Excerpts from segmentation records
########

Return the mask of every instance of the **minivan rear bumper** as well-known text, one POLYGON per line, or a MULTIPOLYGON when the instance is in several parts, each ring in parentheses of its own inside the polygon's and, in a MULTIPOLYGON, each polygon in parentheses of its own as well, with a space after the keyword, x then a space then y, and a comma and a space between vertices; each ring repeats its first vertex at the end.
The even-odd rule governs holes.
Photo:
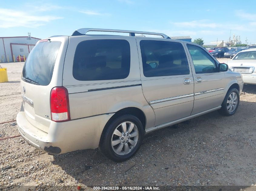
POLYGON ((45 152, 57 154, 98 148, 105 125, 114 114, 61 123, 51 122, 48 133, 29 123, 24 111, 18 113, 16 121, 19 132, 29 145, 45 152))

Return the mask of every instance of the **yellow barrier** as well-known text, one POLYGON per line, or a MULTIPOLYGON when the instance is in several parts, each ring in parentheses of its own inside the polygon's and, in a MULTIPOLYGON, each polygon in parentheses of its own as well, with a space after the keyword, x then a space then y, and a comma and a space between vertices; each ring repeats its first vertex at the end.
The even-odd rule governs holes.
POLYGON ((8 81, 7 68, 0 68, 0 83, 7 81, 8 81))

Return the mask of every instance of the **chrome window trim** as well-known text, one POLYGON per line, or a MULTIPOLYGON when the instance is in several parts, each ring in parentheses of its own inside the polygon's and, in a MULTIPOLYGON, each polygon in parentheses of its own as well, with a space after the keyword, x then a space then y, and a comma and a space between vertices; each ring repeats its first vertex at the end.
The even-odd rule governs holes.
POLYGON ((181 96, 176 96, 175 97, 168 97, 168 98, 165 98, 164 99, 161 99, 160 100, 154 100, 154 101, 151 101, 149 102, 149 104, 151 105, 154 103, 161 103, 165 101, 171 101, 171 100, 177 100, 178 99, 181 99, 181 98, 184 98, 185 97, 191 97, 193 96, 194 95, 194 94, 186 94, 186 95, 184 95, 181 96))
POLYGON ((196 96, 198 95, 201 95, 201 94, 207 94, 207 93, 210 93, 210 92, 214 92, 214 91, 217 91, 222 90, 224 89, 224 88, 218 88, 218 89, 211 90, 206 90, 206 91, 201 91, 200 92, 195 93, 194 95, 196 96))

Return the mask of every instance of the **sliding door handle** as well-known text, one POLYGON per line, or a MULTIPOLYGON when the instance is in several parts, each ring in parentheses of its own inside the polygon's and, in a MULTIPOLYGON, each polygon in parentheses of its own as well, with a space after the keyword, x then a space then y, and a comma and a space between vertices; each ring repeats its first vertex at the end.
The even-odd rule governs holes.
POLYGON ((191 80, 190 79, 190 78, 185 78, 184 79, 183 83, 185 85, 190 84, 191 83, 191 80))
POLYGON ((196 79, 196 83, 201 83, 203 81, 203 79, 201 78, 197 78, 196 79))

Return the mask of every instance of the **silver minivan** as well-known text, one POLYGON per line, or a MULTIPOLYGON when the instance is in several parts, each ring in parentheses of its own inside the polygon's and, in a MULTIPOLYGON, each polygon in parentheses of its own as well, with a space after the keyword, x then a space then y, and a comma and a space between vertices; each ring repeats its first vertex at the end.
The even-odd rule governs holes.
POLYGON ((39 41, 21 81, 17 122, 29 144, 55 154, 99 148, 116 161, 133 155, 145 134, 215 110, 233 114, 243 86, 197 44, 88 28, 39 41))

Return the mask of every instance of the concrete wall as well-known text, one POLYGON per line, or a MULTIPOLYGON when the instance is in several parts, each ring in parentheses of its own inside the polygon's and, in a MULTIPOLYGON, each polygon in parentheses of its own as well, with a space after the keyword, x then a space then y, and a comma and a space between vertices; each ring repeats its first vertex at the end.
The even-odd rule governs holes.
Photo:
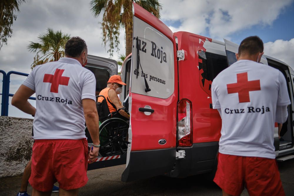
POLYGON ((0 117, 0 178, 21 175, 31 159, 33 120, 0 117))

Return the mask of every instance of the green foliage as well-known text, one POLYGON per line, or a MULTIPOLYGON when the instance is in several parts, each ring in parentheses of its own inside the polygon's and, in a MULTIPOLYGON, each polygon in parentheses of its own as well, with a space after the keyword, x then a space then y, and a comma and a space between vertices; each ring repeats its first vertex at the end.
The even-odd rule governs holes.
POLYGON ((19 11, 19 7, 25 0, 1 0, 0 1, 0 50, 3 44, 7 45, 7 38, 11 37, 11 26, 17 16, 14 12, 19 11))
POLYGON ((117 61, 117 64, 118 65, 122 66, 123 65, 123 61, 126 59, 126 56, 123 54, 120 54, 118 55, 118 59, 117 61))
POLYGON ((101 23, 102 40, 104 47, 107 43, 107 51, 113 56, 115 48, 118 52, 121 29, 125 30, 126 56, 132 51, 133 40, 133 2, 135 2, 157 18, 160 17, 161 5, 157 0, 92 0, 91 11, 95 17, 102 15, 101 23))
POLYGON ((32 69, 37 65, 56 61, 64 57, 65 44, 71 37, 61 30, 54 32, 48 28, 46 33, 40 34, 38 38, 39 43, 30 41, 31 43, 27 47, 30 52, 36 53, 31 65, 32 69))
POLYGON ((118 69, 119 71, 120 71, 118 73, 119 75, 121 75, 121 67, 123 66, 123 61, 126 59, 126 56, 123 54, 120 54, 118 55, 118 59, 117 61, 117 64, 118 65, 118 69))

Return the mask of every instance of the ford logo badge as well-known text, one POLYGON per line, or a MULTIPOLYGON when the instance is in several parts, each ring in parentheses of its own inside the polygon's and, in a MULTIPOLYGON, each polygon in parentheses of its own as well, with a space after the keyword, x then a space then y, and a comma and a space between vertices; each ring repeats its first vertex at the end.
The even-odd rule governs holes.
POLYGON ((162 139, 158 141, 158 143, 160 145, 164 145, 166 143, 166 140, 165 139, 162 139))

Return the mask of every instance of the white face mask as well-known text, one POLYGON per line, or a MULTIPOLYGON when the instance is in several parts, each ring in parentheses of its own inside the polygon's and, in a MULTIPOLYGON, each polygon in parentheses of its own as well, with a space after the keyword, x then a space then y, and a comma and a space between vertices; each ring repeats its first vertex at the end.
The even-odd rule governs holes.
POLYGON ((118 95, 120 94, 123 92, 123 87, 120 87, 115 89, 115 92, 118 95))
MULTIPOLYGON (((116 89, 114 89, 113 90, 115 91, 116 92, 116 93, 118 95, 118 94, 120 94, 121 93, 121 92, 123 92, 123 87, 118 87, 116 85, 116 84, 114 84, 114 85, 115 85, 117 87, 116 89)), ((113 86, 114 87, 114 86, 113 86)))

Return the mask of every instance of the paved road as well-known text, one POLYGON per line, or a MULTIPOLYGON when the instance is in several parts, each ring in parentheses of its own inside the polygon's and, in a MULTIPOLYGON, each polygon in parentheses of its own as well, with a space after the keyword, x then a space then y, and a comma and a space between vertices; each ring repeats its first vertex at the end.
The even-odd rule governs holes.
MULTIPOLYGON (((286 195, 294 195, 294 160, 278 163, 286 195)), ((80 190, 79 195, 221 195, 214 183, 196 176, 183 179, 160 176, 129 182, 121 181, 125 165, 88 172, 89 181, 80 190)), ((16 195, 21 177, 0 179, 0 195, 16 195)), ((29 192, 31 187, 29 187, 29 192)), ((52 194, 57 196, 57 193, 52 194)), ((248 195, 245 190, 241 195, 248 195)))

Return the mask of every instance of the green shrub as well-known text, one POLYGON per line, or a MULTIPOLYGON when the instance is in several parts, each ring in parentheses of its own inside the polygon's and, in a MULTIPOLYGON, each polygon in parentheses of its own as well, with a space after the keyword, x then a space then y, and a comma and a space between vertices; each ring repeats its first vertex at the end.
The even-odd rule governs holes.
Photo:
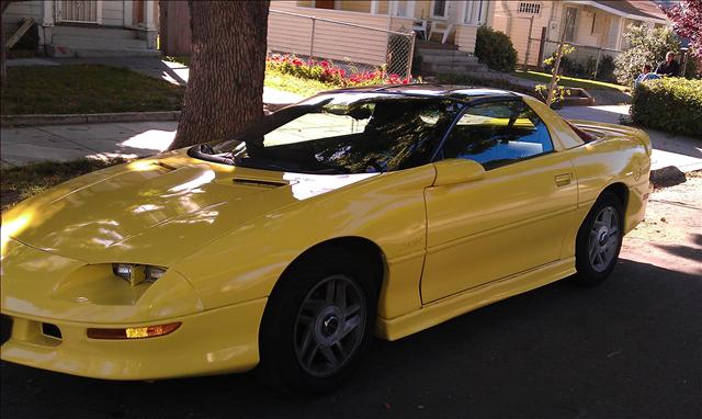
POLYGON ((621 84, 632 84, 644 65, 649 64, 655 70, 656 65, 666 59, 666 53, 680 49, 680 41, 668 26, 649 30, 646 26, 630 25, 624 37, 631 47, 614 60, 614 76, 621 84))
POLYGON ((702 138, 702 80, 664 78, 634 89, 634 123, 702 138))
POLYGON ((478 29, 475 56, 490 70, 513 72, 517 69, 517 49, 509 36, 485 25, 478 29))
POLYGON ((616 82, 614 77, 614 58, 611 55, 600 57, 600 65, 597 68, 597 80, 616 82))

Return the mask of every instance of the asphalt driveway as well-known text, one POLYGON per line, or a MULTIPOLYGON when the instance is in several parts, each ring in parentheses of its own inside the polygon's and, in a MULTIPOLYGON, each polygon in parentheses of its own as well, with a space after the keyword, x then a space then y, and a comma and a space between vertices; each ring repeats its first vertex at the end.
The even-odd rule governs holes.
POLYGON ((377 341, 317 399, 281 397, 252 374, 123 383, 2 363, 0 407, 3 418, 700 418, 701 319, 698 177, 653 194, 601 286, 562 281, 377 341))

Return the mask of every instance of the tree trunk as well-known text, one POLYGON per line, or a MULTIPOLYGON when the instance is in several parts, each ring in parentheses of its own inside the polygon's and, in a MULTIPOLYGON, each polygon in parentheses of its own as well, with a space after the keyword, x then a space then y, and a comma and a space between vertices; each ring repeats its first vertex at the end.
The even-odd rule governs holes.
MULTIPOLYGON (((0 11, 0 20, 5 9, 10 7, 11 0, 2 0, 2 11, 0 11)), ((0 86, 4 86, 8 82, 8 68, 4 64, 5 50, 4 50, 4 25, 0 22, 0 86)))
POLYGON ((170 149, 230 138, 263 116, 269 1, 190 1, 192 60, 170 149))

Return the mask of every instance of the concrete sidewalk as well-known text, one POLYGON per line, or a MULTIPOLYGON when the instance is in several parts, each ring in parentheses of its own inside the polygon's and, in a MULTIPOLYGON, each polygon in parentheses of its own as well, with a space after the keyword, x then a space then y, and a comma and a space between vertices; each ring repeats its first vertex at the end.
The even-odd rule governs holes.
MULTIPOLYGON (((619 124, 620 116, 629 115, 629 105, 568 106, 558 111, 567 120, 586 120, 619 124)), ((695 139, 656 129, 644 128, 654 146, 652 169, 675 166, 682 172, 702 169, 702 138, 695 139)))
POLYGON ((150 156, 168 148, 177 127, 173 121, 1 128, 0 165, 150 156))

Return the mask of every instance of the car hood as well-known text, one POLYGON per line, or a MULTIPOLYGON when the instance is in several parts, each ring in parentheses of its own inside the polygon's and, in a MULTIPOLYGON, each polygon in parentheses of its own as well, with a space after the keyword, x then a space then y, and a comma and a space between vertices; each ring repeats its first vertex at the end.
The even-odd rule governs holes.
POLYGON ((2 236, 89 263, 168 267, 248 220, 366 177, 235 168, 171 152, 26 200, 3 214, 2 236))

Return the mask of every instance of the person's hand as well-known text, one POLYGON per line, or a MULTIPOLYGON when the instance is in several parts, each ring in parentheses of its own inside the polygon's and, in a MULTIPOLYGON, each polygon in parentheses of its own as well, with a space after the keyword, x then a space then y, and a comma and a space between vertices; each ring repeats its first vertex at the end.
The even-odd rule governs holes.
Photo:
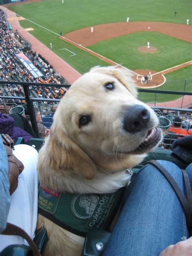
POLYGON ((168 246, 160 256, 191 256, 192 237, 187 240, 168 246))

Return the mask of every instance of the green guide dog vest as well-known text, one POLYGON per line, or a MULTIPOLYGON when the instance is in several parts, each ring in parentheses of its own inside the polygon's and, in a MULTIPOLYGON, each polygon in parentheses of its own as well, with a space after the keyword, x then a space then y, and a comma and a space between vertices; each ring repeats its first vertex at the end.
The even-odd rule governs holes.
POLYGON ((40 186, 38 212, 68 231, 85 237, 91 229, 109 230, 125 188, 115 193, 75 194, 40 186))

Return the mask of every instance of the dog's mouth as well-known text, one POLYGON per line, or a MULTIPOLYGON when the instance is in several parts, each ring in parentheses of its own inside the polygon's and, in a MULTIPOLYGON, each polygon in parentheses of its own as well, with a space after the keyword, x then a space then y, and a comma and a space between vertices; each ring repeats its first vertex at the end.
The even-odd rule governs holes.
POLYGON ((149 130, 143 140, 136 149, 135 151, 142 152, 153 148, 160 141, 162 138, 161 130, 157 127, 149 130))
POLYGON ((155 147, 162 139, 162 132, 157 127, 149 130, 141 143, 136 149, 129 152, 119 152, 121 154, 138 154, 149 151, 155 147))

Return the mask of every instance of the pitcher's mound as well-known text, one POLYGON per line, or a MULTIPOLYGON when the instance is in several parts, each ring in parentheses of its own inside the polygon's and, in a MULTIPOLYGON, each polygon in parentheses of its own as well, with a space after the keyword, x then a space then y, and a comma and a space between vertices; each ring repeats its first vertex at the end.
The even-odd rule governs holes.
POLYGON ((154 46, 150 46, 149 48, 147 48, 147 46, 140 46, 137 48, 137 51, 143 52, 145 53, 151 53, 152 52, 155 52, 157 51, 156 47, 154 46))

########

PROBLEM REQUIREMENTS ::
Can you rewrite everything from the line containing "Return the mask of every instance of the green guide" down to the line containing "POLYGON ((155 147, 162", both lines included, as a numbered list without the blank lines?

CORRECT ANSWER ::
1. Return the mask of every instance of the green guide dog vest as well-known text, one POLYGON per line, or a MULTIPOLYGON when the instance is in several parts, each ring in parentheses of its own inside the polygon's and, in a MULTIPOLYGON, each polygon in parentheses of its own as well, with a space after the keyword, x then a space then y, and a comma and a space between vertices; each ring repeats its first vertex at the end.
2. The even-odd rule governs holes.
3. POLYGON ((40 186, 38 212, 68 231, 85 237, 91 229, 109 230, 125 188, 115 193, 75 194, 40 186))
4. Return the mask of every instance of the dog's mouth as well-known text, one POLYGON per line, or a MULTIPOLYGON when the instance is in several parts, each ring in parentheses of its own inside the polygon's and, in a MULTIPOLYGON, each polygon in parentheses of its own as well, with a space after the keyword, x then a space then y, and a comma and a space between vertices; each ring repeats its first vertex at the end.
5. The even-odd rule governs holes.
6. POLYGON ((149 130, 143 140, 136 149, 135 151, 142 152, 153 148, 160 141, 162 138, 161 130, 157 127, 149 130))
7. POLYGON ((155 147, 162 139, 162 132, 157 127, 149 130, 141 143, 136 149, 129 152, 119 152, 121 154, 138 154, 149 151, 155 147))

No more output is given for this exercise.